A Good Day to Die Hard isn't as good as the original, 25-year-old Die Hard, because no shit it isn't. Definitionally, most action movies aren't as good as the best action movie ever made. So there's absolutely no reason to go there in the first place. But if we say instead, something like, A Good Day to Die Hard isn't as good as the 23-year-old Die Hard 2, well that's starting to get us someplace.

In fact, Good Day is just plain bad, a movie of very little positive merit in any respect. The last film in the franchise, 2007's Live Free or Die Hard, was a fine action movie and not a very great Die Hard picture; Good Day is a slightly better Die Hard picture and a much, much worse action movie. And calling it "better Die Hard" is being awfully relative: honestly, if the character Bruce Willis was playing had any other name than John McClane, it wouldn't ever seem necessary to compare this film to the first three, so different is its sense (almost non-existent) humor, and the All-American Everyday Joe who very much does not occupy center stage, having been replaced by somewhat generic supercop. The story is a ripped-from-the-'80s tale of Russian criminals and terrorist, not a somewhat daft technothriller; that is the degree to which we are headed back in the direction of John McTiernan's glorious original.

**What you will do:**
Say yes or no to whether each statement agrees with the film review above, and quote the review's deciding words for each: 1. The review calls Live Free or Die Hard a fine action movie. 2. The review judges Good Day a better action movie than Live Free or Die Hard. 3. The review describes the story of Good Day as a technothriller.

**Entries shown:**
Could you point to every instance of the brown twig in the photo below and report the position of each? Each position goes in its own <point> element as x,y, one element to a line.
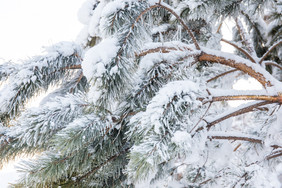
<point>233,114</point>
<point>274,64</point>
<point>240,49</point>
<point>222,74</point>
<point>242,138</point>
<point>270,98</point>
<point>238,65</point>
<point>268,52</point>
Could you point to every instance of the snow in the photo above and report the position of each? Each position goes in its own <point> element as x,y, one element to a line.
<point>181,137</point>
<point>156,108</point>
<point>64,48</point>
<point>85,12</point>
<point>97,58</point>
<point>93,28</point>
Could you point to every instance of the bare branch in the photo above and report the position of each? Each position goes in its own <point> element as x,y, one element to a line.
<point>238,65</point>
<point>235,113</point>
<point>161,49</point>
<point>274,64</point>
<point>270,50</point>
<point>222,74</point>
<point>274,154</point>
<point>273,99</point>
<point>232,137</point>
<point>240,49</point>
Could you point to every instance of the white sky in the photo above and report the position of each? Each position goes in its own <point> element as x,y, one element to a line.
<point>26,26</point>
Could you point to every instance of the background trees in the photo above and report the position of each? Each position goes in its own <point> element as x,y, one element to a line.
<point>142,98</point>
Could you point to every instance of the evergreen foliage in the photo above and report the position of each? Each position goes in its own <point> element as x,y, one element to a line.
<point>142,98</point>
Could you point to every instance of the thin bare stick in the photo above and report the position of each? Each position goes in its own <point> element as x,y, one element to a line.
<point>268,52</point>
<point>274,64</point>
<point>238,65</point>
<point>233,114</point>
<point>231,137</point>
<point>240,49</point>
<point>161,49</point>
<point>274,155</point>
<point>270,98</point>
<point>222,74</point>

**Full answer:**
1. Yes: "The last film in the franchise, 2007's Live Free or Die Hard, was a fine action movie"
2. No: "Good Day is a slightly better Die Hard picture and a much, much worse action movie"
3. No: "The story is a ripped-from-the-'80s tale of Russian criminals and terrorist, not a somewhat daft technothriller"